* START DATASET RECORDS *

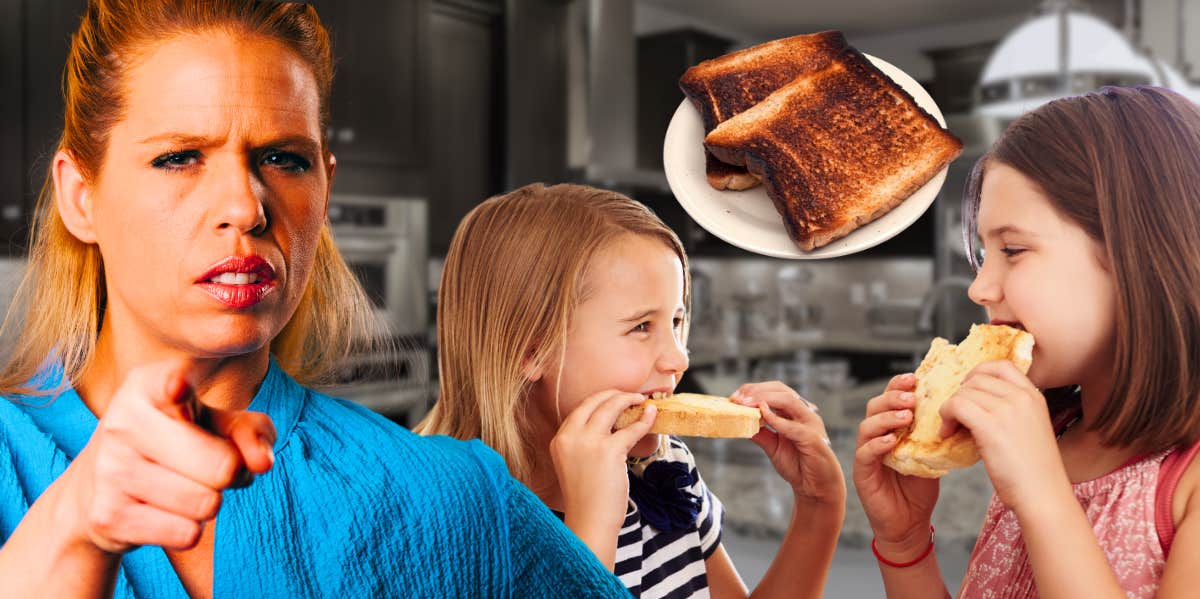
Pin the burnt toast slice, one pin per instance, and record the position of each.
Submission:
(727, 85)
(837, 148)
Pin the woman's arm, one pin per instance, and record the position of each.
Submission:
(47, 557)
(147, 477)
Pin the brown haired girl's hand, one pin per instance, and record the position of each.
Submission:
(1011, 424)
(898, 507)
(149, 475)
(589, 460)
(798, 447)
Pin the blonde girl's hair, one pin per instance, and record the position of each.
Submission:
(58, 309)
(511, 281)
(1122, 163)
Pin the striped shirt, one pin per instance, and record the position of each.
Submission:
(657, 564)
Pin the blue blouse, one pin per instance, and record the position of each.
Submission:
(355, 505)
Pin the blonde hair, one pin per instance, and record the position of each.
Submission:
(58, 309)
(513, 279)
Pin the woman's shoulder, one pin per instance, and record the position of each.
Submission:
(352, 423)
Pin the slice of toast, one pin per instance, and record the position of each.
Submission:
(922, 451)
(696, 415)
(731, 84)
(837, 148)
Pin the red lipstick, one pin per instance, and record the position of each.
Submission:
(239, 281)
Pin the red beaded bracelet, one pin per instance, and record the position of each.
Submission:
(905, 564)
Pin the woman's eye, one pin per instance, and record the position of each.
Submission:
(286, 161)
(177, 160)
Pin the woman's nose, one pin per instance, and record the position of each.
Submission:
(241, 201)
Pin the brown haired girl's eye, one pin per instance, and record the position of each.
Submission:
(177, 160)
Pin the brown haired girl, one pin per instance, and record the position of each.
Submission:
(181, 251)
(559, 307)
(1089, 210)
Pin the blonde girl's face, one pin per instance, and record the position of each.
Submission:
(211, 196)
(1044, 274)
(625, 334)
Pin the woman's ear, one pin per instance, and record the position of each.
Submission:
(329, 178)
(72, 197)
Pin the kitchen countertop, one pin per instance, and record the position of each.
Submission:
(708, 351)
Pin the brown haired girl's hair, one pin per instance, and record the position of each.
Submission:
(511, 281)
(1125, 165)
(59, 306)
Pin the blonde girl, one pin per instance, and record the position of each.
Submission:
(558, 309)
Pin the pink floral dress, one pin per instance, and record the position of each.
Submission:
(1129, 510)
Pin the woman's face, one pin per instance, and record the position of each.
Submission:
(211, 196)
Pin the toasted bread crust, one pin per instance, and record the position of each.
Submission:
(922, 450)
(696, 415)
(727, 85)
(837, 148)
(727, 177)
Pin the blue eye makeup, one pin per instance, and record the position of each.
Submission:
(177, 160)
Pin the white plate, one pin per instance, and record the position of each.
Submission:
(748, 219)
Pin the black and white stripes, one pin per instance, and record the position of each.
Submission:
(657, 564)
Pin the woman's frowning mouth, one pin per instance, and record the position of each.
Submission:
(239, 281)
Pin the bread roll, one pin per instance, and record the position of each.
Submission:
(922, 451)
(696, 415)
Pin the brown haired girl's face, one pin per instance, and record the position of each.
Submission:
(1043, 273)
(211, 197)
(627, 333)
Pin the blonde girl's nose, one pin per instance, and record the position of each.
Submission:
(241, 202)
(673, 358)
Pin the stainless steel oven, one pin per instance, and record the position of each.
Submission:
(384, 241)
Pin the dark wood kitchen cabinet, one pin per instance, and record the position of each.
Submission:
(379, 127)
(34, 40)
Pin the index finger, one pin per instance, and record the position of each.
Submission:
(1005, 370)
(903, 382)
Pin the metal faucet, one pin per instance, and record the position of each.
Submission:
(934, 298)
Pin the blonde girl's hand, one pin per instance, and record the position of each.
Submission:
(589, 459)
(798, 447)
(898, 507)
(1009, 420)
(149, 475)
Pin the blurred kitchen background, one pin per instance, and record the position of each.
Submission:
(441, 103)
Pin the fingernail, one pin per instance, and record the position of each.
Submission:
(243, 479)
(268, 448)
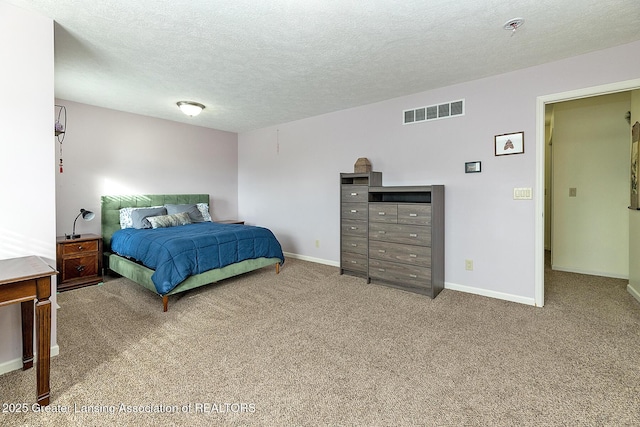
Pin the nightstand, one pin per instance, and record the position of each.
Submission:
(79, 261)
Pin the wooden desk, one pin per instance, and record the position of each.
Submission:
(24, 280)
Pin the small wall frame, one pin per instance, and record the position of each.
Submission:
(472, 167)
(509, 143)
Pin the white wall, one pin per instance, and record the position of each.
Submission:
(294, 190)
(112, 152)
(634, 219)
(27, 193)
(591, 154)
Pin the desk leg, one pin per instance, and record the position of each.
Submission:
(43, 338)
(27, 334)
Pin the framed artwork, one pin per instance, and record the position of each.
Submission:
(635, 137)
(509, 143)
(472, 167)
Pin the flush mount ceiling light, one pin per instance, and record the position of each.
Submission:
(513, 24)
(190, 108)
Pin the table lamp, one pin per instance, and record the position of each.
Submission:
(87, 216)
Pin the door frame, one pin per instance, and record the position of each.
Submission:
(541, 102)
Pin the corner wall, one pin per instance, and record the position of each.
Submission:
(634, 219)
(288, 174)
(28, 214)
(112, 152)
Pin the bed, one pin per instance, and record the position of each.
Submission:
(133, 269)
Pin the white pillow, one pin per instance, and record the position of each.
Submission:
(126, 221)
(204, 210)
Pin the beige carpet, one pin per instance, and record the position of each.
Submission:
(310, 347)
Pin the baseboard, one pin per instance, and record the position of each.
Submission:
(634, 290)
(589, 272)
(490, 294)
(16, 364)
(312, 259)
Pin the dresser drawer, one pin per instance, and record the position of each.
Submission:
(396, 252)
(357, 211)
(356, 245)
(414, 214)
(401, 273)
(383, 212)
(400, 233)
(72, 248)
(355, 193)
(85, 266)
(355, 262)
(354, 228)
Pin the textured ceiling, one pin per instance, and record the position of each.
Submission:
(259, 63)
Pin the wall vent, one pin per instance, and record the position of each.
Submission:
(433, 112)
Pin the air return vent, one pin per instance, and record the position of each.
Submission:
(433, 112)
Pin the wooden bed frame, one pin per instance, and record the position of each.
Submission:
(110, 209)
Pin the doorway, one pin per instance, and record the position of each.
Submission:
(541, 104)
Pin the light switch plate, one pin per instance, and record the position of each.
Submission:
(524, 193)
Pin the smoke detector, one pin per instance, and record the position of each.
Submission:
(513, 24)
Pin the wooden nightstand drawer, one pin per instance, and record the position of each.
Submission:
(86, 266)
(79, 247)
(79, 261)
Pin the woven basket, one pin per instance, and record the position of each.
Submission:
(362, 165)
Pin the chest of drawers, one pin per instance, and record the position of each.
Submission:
(406, 238)
(354, 214)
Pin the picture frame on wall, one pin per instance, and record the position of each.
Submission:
(472, 167)
(509, 143)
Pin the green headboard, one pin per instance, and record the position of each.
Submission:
(110, 209)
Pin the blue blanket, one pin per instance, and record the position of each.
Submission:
(176, 253)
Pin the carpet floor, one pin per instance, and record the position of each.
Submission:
(311, 347)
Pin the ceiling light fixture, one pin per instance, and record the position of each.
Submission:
(190, 108)
(513, 24)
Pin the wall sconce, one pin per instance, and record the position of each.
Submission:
(87, 216)
(190, 108)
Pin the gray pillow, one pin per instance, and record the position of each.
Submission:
(139, 216)
(192, 209)
(173, 220)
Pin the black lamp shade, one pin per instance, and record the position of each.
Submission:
(87, 216)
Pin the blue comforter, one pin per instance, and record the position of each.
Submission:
(176, 253)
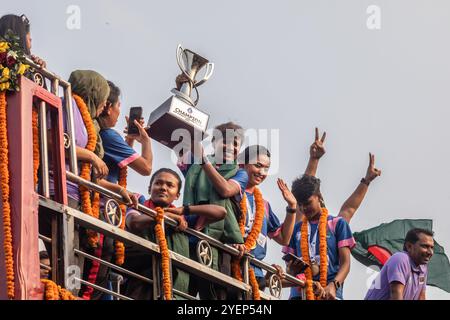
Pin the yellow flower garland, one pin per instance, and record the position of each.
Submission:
(89, 208)
(164, 250)
(304, 245)
(4, 182)
(251, 239)
(120, 247)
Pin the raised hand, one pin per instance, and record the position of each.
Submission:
(317, 150)
(177, 211)
(287, 194)
(372, 172)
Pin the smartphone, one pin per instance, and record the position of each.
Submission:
(289, 256)
(135, 114)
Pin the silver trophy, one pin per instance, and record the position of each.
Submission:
(180, 111)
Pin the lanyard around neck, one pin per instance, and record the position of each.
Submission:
(312, 244)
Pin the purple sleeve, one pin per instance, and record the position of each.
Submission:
(344, 234)
(398, 268)
(273, 224)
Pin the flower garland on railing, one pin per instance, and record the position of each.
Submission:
(304, 245)
(4, 175)
(12, 65)
(251, 239)
(164, 250)
(36, 151)
(120, 247)
(92, 209)
(55, 292)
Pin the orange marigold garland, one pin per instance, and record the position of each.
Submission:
(120, 247)
(254, 284)
(36, 152)
(304, 245)
(87, 207)
(251, 239)
(4, 182)
(164, 250)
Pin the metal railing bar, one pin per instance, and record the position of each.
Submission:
(180, 261)
(200, 235)
(115, 294)
(183, 295)
(90, 185)
(271, 269)
(45, 239)
(113, 266)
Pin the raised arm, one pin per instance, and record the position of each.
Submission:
(225, 188)
(316, 151)
(287, 228)
(352, 204)
(396, 290)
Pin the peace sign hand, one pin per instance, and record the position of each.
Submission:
(372, 172)
(317, 150)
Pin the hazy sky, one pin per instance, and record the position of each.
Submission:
(291, 66)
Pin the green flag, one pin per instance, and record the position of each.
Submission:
(375, 245)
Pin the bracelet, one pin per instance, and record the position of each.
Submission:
(291, 210)
(337, 284)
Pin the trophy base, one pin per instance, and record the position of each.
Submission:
(176, 122)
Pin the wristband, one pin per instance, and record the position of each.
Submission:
(291, 210)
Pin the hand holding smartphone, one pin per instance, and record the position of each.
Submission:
(135, 114)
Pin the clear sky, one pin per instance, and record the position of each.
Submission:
(288, 66)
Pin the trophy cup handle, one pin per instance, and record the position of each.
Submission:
(208, 74)
(180, 62)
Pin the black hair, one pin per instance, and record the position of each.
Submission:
(19, 26)
(251, 153)
(413, 236)
(305, 187)
(170, 171)
(114, 93)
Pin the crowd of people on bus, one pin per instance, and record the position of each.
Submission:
(221, 198)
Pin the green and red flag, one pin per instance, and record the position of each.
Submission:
(375, 246)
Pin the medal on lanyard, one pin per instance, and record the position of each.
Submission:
(312, 252)
(251, 218)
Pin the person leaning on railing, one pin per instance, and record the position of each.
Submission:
(257, 160)
(217, 179)
(118, 154)
(164, 189)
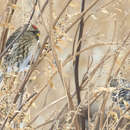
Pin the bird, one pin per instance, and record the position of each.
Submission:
(121, 93)
(25, 49)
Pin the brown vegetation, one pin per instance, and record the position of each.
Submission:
(67, 88)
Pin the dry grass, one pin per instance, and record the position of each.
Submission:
(60, 92)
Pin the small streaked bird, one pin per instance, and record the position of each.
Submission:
(23, 50)
(121, 93)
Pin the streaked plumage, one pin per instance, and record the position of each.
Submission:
(25, 48)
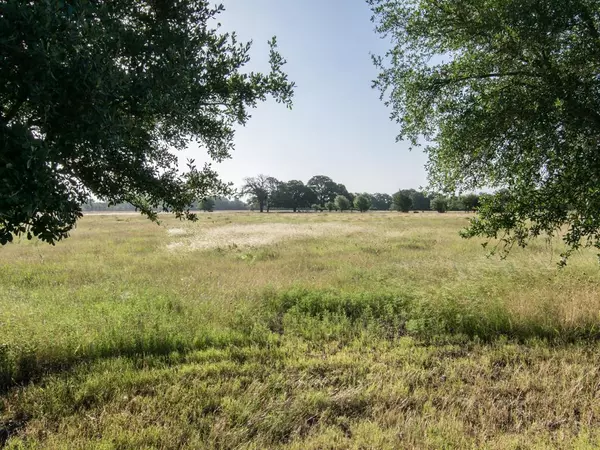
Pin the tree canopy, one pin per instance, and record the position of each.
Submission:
(95, 96)
(507, 94)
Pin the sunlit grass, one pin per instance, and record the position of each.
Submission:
(339, 330)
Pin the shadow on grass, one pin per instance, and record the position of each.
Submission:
(316, 316)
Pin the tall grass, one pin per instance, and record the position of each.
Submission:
(382, 330)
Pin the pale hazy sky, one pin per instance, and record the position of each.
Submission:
(338, 126)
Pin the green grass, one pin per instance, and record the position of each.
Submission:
(377, 330)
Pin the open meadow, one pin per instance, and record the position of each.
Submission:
(329, 330)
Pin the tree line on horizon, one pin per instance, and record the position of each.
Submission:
(320, 193)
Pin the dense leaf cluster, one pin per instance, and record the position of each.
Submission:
(507, 93)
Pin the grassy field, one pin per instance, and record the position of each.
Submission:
(377, 330)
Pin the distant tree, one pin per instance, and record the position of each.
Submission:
(257, 187)
(95, 95)
(455, 204)
(419, 201)
(299, 195)
(324, 188)
(470, 202)
(341, 190)
(227, 204)
(342, 203)
(381, 202)
(362, 203)
(401, 201)
(274, 188)
(513, 101)
(439, 204)
(207, 204)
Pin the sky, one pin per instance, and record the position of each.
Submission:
(338, 126)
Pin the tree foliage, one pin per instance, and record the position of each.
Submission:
(439, 204)
(207, 204)
(401, 201)
(258, 188)
(381, 202)
(95, 96)
(324, 188)
(362, 202)
(508, 94)
(342, 203)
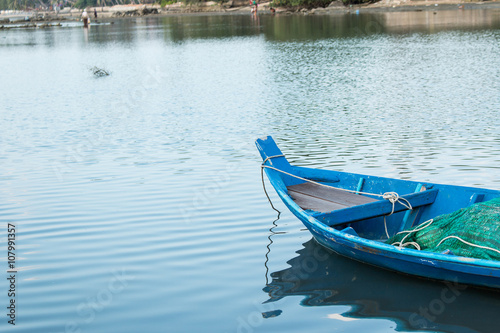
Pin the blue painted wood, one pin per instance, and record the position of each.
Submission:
(407, 223)
(352, 243)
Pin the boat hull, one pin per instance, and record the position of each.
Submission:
(464, 270)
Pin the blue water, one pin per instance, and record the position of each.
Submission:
(137, 197)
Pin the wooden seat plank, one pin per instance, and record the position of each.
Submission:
(337, 198)
(319, 205)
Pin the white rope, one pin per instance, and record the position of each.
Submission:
(393, 197)
(415, 244)
(474, 245)
(264, 184)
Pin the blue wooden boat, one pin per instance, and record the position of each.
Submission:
(352, 214)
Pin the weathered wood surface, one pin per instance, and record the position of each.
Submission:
(324, 199)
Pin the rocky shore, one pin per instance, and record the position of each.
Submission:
(108, 14)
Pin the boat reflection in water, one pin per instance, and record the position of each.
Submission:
(325, 278)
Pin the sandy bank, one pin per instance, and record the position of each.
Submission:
(41, 19)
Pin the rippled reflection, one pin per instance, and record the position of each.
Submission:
(324, 278)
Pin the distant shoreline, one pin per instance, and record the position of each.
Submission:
(110, 13)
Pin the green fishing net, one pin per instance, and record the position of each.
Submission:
(478, 224)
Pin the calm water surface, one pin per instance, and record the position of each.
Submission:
(137, 197)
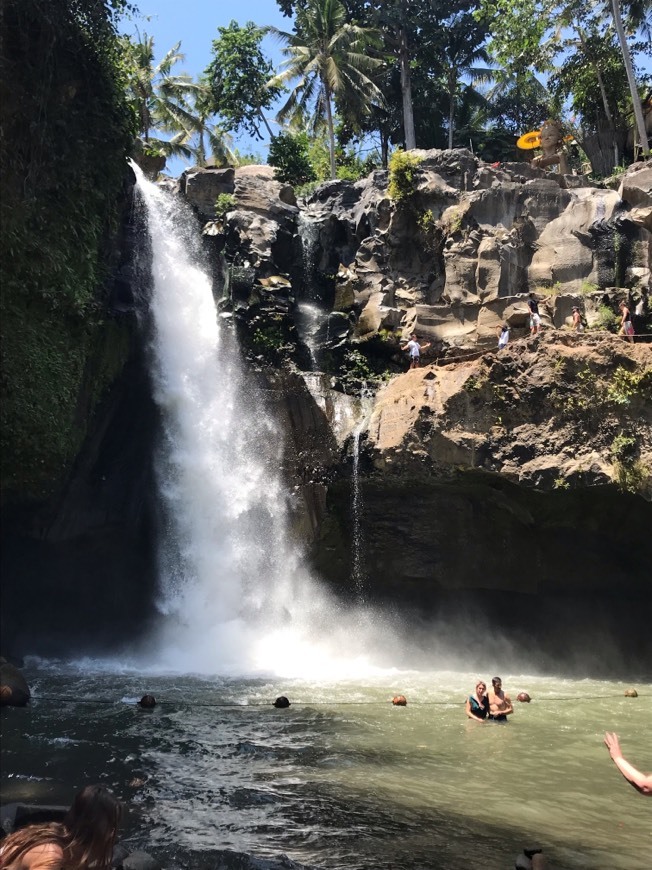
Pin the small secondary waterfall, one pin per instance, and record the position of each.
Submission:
(358, 573)
(310, 315)
(235, 595)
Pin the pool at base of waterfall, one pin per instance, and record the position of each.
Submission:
(341, 778)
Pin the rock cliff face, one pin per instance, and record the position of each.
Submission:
(492, 483)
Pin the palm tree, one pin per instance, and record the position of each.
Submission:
(219, 142)
(330, 59)
(161, 99)
(461, 49)
(627, 59)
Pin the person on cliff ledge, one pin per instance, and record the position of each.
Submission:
(626, 325)
(415, 349)
(500, 704)
(642, 782)
(578, 326)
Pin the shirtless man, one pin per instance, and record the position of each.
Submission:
(500, 704)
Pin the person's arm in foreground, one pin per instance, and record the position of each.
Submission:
(47, 856)
(641, 781)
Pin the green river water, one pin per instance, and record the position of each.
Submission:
(342, 779)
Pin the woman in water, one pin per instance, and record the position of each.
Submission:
(85, 839)
(477, 705)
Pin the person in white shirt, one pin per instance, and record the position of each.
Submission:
(415, 349)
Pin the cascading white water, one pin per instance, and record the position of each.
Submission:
(235, 596)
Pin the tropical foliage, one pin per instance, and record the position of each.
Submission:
(327, 58)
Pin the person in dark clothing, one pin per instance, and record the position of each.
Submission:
(477, 705)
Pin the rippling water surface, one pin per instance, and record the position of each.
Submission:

* END DATASET RECORDS *

**PROBLEM**
From the line that contains "Pin the person in white" down to the last line of the listing above, repeat each line exactly, and include nothing else.

**OUTPUT**
Pin the person in white shirt, one pin per instance, and record the position of each.
Submission:
(415, 349)
Pin the cascading white water, one pin per instance, and record the position of each.
Submission:
(235, 596)
Pin the tropical foliage, one pin per instance, and record the position of each.
Submission:
(327, 58)
Pin the person in dark clothing, one pin per instance, and record the position of each.
Submission:
(477, 705)
Pin the rippling water surface, one pin per instance, and record the position of each.
Submission:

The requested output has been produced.